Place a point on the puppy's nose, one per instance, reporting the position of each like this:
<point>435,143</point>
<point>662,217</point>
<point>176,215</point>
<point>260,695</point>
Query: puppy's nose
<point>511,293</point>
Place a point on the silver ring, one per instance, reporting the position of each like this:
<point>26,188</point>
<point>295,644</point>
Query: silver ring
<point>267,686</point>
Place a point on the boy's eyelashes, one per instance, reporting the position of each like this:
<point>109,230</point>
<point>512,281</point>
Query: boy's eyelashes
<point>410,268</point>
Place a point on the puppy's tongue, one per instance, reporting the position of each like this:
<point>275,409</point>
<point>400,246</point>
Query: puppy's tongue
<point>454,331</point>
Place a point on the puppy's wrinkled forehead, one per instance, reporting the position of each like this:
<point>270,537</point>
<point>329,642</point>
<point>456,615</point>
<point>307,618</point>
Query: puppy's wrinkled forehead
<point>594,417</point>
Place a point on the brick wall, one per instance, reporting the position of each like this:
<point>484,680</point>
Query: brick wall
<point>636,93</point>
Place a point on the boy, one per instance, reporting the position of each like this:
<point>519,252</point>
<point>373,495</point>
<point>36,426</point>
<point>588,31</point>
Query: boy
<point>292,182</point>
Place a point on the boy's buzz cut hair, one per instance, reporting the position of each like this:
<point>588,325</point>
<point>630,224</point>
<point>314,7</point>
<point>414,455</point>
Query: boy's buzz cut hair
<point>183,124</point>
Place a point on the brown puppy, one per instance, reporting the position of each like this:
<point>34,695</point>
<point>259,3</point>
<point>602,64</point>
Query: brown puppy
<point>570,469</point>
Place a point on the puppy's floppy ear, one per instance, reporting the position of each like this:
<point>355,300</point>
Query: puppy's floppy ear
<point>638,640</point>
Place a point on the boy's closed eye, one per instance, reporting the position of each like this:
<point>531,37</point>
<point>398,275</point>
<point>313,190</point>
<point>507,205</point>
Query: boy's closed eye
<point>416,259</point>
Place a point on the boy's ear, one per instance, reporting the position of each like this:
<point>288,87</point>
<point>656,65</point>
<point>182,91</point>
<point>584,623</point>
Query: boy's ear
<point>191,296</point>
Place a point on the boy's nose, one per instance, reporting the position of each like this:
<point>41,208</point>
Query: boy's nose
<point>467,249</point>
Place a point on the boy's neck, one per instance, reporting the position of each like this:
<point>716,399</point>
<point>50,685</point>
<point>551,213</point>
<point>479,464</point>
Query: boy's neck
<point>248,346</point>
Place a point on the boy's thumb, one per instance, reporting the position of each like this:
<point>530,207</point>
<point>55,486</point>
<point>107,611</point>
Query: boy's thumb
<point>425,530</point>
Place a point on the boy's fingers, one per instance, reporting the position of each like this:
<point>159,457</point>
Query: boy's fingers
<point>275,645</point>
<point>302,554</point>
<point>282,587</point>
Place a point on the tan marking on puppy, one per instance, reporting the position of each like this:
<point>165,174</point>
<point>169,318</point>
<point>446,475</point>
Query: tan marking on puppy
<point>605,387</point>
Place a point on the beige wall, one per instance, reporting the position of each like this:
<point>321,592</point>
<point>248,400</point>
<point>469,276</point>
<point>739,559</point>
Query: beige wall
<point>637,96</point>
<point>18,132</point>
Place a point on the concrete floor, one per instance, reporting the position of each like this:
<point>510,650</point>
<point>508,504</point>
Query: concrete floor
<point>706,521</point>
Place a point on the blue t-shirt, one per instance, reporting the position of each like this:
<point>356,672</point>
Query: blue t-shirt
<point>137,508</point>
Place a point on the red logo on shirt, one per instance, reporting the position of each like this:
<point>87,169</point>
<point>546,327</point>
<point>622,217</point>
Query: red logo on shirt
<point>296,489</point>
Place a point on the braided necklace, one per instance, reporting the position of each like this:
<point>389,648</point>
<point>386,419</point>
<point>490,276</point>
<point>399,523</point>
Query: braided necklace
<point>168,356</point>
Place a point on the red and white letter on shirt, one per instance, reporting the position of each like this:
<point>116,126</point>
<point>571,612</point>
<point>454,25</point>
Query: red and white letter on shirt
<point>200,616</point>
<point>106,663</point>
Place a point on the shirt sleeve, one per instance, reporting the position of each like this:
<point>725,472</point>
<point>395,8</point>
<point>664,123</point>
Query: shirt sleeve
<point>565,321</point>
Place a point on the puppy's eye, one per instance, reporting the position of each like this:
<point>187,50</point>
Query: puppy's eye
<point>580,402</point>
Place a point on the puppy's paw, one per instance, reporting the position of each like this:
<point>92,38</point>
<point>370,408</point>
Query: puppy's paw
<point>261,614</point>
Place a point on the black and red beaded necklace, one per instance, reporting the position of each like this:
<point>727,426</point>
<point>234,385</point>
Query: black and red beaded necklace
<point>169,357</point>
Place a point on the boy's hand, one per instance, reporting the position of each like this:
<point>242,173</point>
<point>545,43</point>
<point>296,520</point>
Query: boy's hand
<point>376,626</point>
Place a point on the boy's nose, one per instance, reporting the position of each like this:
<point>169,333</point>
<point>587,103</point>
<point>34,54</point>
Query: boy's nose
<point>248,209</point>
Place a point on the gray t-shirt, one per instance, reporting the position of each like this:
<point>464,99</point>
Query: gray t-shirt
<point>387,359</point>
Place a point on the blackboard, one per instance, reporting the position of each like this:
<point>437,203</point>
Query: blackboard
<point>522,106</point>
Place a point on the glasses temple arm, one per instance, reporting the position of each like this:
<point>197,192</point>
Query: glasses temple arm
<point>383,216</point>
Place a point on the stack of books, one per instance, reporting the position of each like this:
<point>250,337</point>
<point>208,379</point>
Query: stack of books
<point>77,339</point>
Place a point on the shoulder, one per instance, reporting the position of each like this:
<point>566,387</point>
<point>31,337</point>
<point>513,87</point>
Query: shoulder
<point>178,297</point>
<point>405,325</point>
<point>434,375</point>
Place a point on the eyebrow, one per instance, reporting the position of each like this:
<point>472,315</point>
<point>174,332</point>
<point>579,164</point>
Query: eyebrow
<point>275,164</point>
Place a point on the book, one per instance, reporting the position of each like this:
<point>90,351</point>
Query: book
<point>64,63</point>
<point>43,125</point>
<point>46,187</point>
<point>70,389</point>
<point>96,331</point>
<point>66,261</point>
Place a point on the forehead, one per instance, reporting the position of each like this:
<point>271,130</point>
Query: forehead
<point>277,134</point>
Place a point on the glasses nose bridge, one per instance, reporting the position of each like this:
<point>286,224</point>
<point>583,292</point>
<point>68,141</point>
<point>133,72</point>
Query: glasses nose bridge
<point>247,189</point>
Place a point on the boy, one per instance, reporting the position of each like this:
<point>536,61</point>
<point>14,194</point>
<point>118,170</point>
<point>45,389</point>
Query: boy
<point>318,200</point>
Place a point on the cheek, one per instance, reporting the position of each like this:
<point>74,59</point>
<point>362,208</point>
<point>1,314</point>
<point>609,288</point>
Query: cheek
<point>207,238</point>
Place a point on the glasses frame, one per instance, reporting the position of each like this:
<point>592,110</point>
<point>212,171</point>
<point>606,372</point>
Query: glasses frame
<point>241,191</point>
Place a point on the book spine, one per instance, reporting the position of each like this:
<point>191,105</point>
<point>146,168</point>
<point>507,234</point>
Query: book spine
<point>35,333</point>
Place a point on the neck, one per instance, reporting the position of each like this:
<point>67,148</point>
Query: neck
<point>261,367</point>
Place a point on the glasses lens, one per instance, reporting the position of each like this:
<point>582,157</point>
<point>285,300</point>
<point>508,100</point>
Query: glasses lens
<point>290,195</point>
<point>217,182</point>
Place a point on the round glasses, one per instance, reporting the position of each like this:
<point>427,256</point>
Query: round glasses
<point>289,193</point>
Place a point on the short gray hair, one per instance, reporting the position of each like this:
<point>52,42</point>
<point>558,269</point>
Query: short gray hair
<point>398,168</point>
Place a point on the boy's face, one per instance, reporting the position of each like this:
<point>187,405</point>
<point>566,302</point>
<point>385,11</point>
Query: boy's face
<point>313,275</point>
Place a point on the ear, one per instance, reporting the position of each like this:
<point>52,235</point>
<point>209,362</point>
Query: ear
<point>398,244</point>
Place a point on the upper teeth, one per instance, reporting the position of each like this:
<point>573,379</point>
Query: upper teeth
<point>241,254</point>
——
## WHAT IS BEING ASKED
An exact, line-for-line copy is required: from the line containing "<point>68,141</point>" through the final line of the listing above, both included, with nothing else.

## ANSWER TO THIS PROBLEM
<point>68,141</point>
<point>133,72</point>
Query: glasses nose bridge
<point>247,189</point>
Place a point on the boy, one per instance, reporting the position of each like this:
<point>536,61</point>
<point>14,194</point>
<point>118,170</point>
<point>45,389</point>
Query: boy
<point>318,200</point>
Place a point on the cheek, one per instance, reporting the position of each like this:
<point>74,59</point>
<point>362,208</point>
<point>1,314</point>
<point>609,288</point>
Query: cheek
<point>207,238</point>
Place a point on the glasses frame, one per instance, reporting the position of each like this:
<point>592,110</point>
<point>212,171</point>
<point>606,372</point>
Query: glasses frame
<point>241,191</point>
Place a point on the book spine, one per instance, reporting the position of each like this:
<point>191,105</point>
<point>146,168</point>
<point>507,234</point>
Query: book spine
<point>35,333</point>
Place a point on the neck, one per instance, reporting the position of each like this:
<point>67,148</point>
Query: neck
<point>261,367</point>
Place a point on the glasses lens, one per instance, reporting the position of each like this:
<point>582,157</point>
<point>285,300</point>
<point>508,100</point>
Query: glasses lens
<point>290,195</point>
<point>217,182</point>
Place a point on the round glasses, one per instance, reporting the position of each like this:
<point>427,256</point>
Query: round glasses
<point>289,193</point>
Place a point on the short gray hair, one per instance, reporting the position of each like this:
<point>52,42</point>
<point>558,269</point>
Query: short gray hair
<point>398,168</point>
Place a point on the boy's face, one per instance, reporting the position of each like this:
<point>187,405</point>
<point>566,302</point>
<point>385,11</point>
Query: boy's face
<point>313,275</point>
Place a point on the ear, one per instance, reporting the position of each like this:
<point>52,235</point>
<point>209,362</point>
Query: ear
<point>398,244</point>
Place a point on the upper teeth, one per instance, reporting the position of each like this:
<point>573,379</point>
Query: upper teeth
<point>241,254</point>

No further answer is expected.